Progress Energy, headquartered in Raleigh, North Carolina, is a subsidiary of Duke Energy and prior to its merger with Duke Energy was a Fortune 500 energy company with more than 21,000 megawatts of generation capacity and $9 billion in annual revenues. Progress Energy includes two major electric utilities that serve approximately 3.1 million customers in the Carolinas and Florida. As an independent company, the last chairman and CEO of Progress Energy was William D. Johnson; his predecessor was Robert McGehee, who died on October 9, 2007 at the age of 64 of a stroke while on a business trip to London.

Progress Energy is the majority owner and operator of the Brunswick, Crystal River 3, Robinson, and Shearon Harris nuclear power plants.

On October 16, 1999, third quarter earnings of Florida Progress Corp. fell 20.5 percent as damage from Hurricane Floyd.

On August 24, 1999, Carolina Power & Light Co. said that it would acquire Florida Progress Corp. for $5.3 billion, creating the nation's ninth-largest electric utility.

The company's current slogan is, "People, performance, excellence."

History

In 2000, Carolina Power & Light bought Florida Power Corporation and changed its name to Progress Energy. Progress Energy represents a family of companies, including CP&L, Florida Power, Progress Telecom, NCNG and SRS, and an important new organization, Energy Ventures. The company built a new headquarters in downtown Raleigh in 2004.
☆ ☆ ☆ ☆
(Activity list):
1 - Name every nuclear power plant that the Progress Energy text says the company owns and operates.
2 - Reproduce the passage of the Progress Energy text between "Progress Energy is" and "ninth-largest electric utility.", inclusive, word for word.
The items that come next are separate material and are not part of the Progress Energy text.
☆ ☆ ☆ ☆
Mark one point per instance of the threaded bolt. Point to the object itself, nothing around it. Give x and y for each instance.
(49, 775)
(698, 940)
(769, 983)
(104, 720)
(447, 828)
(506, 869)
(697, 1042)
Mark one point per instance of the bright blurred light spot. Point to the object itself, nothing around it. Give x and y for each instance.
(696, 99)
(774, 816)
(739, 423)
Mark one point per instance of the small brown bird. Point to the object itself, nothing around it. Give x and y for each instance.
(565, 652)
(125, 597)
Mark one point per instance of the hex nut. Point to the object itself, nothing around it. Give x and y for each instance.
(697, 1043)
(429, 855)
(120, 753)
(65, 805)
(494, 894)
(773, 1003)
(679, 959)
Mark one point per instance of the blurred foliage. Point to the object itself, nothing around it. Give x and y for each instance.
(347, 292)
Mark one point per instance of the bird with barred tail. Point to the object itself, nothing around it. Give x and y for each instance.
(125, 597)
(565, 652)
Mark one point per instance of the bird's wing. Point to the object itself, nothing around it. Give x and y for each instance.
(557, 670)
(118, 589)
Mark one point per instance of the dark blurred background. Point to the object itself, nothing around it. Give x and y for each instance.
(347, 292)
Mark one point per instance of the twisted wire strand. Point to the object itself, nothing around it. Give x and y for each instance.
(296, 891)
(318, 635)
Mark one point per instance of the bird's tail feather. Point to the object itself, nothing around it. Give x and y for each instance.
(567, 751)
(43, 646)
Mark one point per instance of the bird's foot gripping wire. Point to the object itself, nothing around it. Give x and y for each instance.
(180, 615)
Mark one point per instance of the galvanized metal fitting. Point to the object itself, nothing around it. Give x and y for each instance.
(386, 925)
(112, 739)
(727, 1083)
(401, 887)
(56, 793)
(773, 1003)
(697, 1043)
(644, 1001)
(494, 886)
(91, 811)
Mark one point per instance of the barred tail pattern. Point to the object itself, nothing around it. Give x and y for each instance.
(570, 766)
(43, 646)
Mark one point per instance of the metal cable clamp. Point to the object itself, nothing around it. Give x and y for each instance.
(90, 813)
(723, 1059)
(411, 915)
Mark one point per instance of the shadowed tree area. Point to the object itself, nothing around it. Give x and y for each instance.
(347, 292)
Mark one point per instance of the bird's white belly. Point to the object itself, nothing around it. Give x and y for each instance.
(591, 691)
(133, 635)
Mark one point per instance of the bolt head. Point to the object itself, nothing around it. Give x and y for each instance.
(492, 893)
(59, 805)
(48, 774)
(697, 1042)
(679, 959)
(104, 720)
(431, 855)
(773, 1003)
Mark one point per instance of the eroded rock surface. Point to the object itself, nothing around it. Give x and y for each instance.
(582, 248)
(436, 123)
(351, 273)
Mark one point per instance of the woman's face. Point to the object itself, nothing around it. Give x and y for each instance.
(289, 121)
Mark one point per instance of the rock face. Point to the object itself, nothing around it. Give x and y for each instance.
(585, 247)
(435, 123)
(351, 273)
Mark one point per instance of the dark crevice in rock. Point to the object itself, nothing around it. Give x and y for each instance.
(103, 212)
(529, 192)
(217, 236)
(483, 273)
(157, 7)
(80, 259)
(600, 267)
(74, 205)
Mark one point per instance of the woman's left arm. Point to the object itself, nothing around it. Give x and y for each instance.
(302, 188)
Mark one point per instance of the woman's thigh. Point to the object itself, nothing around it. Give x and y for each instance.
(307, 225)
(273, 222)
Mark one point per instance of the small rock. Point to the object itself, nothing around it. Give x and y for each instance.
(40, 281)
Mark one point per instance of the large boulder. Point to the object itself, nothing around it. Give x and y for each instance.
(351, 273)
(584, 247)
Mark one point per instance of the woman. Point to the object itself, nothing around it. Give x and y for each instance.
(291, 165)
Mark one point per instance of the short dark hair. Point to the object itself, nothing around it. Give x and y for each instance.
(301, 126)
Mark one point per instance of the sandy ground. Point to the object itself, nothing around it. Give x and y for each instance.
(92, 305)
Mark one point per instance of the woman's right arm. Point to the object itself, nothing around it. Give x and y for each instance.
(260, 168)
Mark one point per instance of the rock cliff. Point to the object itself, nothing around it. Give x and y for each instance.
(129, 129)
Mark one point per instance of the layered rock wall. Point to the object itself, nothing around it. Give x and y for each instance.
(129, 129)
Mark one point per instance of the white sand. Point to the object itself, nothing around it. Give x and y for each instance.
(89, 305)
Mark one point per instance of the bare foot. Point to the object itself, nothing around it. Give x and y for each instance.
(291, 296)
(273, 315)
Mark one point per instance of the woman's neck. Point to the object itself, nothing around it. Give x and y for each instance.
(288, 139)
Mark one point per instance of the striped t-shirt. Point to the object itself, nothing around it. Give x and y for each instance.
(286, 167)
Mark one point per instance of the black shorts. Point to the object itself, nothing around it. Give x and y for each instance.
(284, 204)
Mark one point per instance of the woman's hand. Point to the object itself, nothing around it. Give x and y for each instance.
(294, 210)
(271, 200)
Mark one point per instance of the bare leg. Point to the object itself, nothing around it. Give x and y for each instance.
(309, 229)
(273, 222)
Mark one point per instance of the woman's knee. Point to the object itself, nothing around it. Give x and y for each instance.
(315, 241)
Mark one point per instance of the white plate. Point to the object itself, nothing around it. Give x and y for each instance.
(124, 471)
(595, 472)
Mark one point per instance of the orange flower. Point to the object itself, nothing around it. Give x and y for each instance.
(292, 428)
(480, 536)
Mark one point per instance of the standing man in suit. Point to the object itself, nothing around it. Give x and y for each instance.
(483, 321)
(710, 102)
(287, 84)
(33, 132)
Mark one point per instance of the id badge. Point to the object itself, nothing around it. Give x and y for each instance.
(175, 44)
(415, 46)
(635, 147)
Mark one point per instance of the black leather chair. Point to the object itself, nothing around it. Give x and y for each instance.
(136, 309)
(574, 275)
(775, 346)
☆ ☆ ☆ ☆
(Results of the tasks):
1 - Brunswick, Crystal River 3, Robinson, Shearon Harris

2 -
Progress Energy is the majority owner and operator of the Brunswick, Crystal River 3, Robinson, and Shearon Harris nuclear power plants.

On October 16, 1999, third quarter earnings of Florida Progress Corp. fell 20.5 percent as damage from Hurricane Floyd.

On August 24, 1999, Carolina Power & Light Co. said that it would acquire Florida Progress Corp. for $5.3 billion, creating the nation's ninth-largest electric utility.